• Given problem: Retype each line of the data below without changing anything.

• Items from a dataset:
▼
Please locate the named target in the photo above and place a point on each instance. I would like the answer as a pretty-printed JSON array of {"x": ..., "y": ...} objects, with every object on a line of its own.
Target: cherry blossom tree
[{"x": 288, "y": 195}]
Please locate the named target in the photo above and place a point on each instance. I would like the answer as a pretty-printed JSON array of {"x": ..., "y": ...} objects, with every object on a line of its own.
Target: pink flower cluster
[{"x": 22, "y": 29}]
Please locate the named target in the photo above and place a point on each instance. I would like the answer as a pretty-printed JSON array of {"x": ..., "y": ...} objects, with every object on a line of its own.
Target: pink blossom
▲
• Result:
Please locate the named target in the photo above and place a point on each instance. I would like the answer as a pretty-printed JSON array of {"x": ..., "y": ...} objects, with every object on a line of its own.
Target: cherry blossom tree
[{"x": 288, "y": 195}]
Please locate the named target in the photo above and place a point on each instance. I would like the answer as a pretty-printed JSON array of {"x": ..., "y": ...} objects, with every object on a line of its own.
Target: pink flower cluster
[{"x": 22, "y": 29}]
Please locate the named target in the photo above and place a point on each instance. I would like the answer as a pretty-printed JSON array of {"x": ..., "y": ...} objects, with every object on a line of its own.
Target: pink blossom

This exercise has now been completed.